--- start Records to process ---
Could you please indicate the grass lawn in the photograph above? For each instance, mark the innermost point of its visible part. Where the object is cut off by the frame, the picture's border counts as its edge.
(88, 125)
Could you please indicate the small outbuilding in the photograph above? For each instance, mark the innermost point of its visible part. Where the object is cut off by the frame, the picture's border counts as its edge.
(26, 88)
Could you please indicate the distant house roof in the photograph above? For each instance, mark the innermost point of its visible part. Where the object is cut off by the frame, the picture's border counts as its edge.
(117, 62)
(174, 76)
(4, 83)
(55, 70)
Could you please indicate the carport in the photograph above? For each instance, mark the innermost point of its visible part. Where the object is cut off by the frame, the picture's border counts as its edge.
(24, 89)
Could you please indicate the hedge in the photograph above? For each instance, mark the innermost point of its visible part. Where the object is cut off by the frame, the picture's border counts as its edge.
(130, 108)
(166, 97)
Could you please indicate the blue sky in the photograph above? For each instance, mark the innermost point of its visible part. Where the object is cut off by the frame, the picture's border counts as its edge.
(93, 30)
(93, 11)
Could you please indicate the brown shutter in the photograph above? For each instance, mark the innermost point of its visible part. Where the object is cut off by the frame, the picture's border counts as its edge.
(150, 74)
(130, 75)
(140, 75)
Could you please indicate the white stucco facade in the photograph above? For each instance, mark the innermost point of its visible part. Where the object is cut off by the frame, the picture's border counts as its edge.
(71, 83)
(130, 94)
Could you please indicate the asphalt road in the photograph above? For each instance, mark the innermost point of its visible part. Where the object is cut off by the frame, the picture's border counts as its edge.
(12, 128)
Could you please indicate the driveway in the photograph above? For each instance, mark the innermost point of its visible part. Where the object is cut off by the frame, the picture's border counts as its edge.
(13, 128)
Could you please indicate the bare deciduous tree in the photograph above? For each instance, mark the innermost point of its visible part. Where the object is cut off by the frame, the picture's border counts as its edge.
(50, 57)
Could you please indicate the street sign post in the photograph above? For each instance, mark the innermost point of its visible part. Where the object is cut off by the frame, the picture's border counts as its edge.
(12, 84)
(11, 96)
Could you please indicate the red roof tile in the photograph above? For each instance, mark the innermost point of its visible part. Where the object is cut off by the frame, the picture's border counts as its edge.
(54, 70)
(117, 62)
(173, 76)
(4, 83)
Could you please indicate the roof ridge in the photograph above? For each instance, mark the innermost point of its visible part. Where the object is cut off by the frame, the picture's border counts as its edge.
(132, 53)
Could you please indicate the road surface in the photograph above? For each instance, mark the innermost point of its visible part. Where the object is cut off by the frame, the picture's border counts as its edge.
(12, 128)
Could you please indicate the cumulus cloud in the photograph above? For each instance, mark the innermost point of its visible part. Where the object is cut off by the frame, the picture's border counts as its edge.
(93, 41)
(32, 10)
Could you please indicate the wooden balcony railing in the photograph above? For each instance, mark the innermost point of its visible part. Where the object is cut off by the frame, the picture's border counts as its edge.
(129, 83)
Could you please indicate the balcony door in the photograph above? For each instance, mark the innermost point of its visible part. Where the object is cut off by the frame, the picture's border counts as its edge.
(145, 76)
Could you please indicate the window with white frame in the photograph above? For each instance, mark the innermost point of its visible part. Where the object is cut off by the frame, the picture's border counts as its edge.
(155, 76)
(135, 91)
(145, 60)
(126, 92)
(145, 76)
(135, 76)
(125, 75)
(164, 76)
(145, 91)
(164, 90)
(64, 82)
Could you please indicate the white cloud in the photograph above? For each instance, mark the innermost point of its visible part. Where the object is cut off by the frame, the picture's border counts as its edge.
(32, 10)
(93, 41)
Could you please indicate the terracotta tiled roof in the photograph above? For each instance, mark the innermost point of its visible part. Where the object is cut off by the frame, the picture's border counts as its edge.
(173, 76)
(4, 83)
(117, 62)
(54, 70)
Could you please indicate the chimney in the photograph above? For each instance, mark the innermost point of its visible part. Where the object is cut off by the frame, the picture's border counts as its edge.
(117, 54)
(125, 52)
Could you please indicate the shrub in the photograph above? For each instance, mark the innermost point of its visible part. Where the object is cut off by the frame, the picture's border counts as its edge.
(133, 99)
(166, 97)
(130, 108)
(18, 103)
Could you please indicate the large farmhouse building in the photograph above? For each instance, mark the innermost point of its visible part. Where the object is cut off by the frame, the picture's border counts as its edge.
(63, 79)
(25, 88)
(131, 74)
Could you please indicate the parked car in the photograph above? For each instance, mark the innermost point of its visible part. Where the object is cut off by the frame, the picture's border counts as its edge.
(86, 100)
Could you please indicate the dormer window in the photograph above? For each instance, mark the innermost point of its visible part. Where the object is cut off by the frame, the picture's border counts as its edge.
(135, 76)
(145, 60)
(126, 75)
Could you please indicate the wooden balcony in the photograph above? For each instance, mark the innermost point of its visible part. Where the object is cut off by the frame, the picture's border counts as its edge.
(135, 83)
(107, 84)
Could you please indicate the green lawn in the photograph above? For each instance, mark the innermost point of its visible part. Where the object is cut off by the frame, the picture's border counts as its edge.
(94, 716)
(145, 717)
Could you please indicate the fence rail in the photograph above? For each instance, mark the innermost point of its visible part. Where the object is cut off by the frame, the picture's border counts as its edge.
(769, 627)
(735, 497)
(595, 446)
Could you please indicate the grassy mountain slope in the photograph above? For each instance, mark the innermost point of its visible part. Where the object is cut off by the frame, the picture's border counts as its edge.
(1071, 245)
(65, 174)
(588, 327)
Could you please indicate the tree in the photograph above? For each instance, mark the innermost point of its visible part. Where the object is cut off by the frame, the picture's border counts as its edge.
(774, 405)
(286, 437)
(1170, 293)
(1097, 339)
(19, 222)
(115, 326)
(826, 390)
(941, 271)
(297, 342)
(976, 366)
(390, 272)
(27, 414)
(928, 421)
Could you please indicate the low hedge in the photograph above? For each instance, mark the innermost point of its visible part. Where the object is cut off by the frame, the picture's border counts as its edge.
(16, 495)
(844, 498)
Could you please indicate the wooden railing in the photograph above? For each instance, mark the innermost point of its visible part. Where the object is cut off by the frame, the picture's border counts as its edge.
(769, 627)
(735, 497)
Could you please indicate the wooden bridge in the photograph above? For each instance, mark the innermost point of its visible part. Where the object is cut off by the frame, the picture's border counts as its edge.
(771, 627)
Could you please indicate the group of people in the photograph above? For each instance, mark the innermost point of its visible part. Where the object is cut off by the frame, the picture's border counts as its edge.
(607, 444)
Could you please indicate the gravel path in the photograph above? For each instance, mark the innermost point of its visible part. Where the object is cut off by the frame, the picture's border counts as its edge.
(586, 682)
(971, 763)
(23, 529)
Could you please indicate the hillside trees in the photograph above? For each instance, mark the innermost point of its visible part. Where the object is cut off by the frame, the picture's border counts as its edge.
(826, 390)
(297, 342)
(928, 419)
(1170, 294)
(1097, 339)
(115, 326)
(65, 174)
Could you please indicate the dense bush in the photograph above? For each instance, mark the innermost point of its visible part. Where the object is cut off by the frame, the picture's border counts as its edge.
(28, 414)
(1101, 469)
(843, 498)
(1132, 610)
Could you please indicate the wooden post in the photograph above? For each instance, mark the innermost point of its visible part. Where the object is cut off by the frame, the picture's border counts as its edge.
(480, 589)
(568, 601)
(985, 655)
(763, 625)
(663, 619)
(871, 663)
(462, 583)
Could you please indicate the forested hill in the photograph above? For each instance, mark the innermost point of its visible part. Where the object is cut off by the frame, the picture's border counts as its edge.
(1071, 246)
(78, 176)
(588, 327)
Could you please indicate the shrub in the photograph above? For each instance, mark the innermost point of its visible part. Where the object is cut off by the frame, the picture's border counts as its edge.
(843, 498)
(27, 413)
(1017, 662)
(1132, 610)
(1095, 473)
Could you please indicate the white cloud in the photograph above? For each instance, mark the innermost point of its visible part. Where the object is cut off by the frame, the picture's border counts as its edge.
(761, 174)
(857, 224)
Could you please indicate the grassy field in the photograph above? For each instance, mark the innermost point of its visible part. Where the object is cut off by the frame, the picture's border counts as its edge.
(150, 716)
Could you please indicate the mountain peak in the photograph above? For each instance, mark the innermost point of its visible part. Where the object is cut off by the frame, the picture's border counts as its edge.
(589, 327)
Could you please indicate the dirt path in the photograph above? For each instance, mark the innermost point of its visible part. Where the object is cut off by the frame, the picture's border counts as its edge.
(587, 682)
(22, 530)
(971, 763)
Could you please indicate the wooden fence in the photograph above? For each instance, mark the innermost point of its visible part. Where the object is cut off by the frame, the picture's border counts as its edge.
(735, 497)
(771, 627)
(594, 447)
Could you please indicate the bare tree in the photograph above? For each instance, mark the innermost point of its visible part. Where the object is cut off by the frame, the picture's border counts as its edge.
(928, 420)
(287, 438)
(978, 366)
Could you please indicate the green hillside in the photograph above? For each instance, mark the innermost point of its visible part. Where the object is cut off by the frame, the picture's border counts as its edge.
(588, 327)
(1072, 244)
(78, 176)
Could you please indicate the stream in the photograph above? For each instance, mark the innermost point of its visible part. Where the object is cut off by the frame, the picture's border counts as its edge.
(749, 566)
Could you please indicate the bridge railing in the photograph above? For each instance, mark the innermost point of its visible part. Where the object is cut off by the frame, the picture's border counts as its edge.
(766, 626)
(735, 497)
--- end Records to process ---
Copy out exactly the lines between the line with "Could you please indicate the dirt" and the last line of the entries, counting both of those lines.

Could you please indicate the dirt path in the photograph above? For each instance, mark the innermost point of its visible part. Where the object is cut off by the frame, the picture's border counts as its edge.
(587, 682)
(22, 530)
(971, 763)
Could you please indicate the wooden fence in the photograph above? For each instance, mark the innermost point of its visible part. Where the object is cut off by the frame, the picture's border counts as its edge.
(735, 497)
(771, 627)
(594, 447)
Could you please indicate the bare tree in the photograph above? For each instance, mark the innermost point of its visible part. Where the object is cut off by the frame, the picture's border counts as its edge.
(928, 420)
(287, 438)
(978, 366)
Could you please indicate the green hillside in the photograph above? For each instance, mark the innermost point of its visible part. Where the object is cut off by the frame, the picture's border counts as its edge.
(588, 327)
(1072, 244)
(78, 176)
Could you please indicate the stream in the photograph above? For each instance, mark the innermost point of its visible part. Where the object is cut off by the frame, the picture's border counts as its edge.
(749, 566)
Could you please indicate the bridge railing in the photograph above? For each instance, mark the innermost point of its visible part. Where the object is cut off by the frame, the picture's border counts as its edge.
(766, 626)
(735, 497)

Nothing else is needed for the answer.